§ What you will do: Can you reproduce the lines of the material from the one containing "Each instance of the truck" through the end of the material, inclusive, shifting every x and y coordinate in the answer points by -64 and keeping all other lines unchanged? Give only those lines.

- - - -

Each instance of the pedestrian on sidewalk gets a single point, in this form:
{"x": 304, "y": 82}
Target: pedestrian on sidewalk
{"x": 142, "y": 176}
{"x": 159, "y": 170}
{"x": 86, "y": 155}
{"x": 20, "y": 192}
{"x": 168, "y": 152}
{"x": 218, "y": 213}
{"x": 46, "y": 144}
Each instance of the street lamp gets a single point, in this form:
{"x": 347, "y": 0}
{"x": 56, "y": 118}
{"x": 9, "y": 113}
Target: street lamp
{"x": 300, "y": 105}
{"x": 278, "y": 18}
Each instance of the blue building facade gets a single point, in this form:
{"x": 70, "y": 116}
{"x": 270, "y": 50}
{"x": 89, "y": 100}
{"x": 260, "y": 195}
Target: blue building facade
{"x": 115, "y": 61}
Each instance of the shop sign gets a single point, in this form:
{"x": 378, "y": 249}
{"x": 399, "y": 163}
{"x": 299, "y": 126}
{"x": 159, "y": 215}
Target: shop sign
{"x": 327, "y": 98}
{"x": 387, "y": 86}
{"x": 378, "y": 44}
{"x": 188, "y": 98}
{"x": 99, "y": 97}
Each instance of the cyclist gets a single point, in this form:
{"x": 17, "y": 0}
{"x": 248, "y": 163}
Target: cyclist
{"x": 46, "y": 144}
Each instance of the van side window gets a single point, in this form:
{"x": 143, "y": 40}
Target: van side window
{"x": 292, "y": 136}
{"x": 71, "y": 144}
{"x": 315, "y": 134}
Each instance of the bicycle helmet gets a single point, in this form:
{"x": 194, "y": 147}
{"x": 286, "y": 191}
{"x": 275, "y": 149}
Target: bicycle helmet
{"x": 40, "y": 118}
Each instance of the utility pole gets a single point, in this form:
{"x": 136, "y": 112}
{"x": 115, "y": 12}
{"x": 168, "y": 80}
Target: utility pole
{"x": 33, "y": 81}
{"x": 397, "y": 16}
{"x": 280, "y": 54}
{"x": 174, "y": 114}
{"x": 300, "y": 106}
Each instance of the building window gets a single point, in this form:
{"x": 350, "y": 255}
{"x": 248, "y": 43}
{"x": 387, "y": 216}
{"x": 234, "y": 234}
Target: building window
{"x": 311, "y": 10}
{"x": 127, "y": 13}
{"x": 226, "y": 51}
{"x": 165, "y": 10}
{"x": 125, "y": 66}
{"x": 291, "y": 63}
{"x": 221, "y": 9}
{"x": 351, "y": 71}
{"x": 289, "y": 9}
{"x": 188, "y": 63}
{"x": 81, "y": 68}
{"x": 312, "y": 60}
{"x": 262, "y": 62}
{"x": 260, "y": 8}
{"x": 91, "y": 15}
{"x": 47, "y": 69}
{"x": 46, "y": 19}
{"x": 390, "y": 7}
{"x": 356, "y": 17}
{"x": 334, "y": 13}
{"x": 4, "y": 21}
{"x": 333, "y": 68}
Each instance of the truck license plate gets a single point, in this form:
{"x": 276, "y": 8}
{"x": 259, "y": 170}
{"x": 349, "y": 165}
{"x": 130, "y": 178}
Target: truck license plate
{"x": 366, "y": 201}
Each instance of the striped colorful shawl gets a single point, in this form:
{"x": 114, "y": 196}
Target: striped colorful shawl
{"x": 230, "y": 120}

- - - -

§ Solution to this exercise:
Each instance of the truck license plate gets a single point, in this form:
{"x": 276, "y": 8}
{"x": 259, "y": 170}
{"x": 349, "y": 165}
{"x": 130, "y": 178}
Target: truck license plate
{"x": 302, "y": 137}
Each instance of the striped colorful shawl gets a single point, in this form:
{"x": 114, "y": 196}
Target: striped colorful shawl
{"x": 166, "y": 56}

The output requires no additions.